> _Written problem_:
Recast the records below as a Markdown table with the columns Row and Line, giving each line its own numbered row and skipping blank lines. Leave out the pictures.

● ● ● ● ● ● ●

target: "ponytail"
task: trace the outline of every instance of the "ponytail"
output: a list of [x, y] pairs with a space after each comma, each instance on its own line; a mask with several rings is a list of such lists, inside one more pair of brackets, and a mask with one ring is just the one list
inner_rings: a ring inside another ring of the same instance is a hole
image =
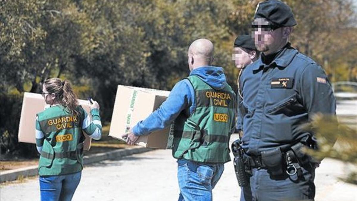
[[46, 80], [44, 84], [49, 92], [56, 94], [56, 100], [59, 103], [71, 113], [79, 116], [79, 112], [76, 110], [78, 102], [69, 82], [66, 80], [62, 82], [59, 78], [53, 78]]
[[71, 83], [66, 80], [62, 82], [62, 98], [60, 100], [62, 105], [66, 107], [71, 112], [78, 115], [78, 112], [76, 110], [78, 102], [77, 97], [72, 89]]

● ● ● ● ● ● ●

> _Complete output_:
| Row | Line |
|---|---|
| 1 | target: "ponytail" |
| 2 | task: trace the outline of every instance of the "ponytail" |
| 3 | output: a list of [x, y] pairs with a space after each comma, each instance on its own line; a mask with several rings is a list of such lists, inside one more pair of brackets, and a mask with one ring is just the one list |
| 4 | inner_rings: a ring inside another ring of the same instance is a hole |
| 5 | image = |
| 6 | [[46, 80], [44, 84], [49, 92], [56, 94], [56, 100], [59, 103], [71, 113], [79, 116], [79, 112], [76, 110], [78, 102], [69, 82], [66, 80], [62, 82], [59, 78], [53, 78]] |
| 7 | [[71, 83], [66, 80], [62, 82], [62, 98], [60, 100], [62, 105], [66, 107], [71, 112], [78, 115], [78, 112], [76, 110], [78, 102], [77, 97], [72, 89]] |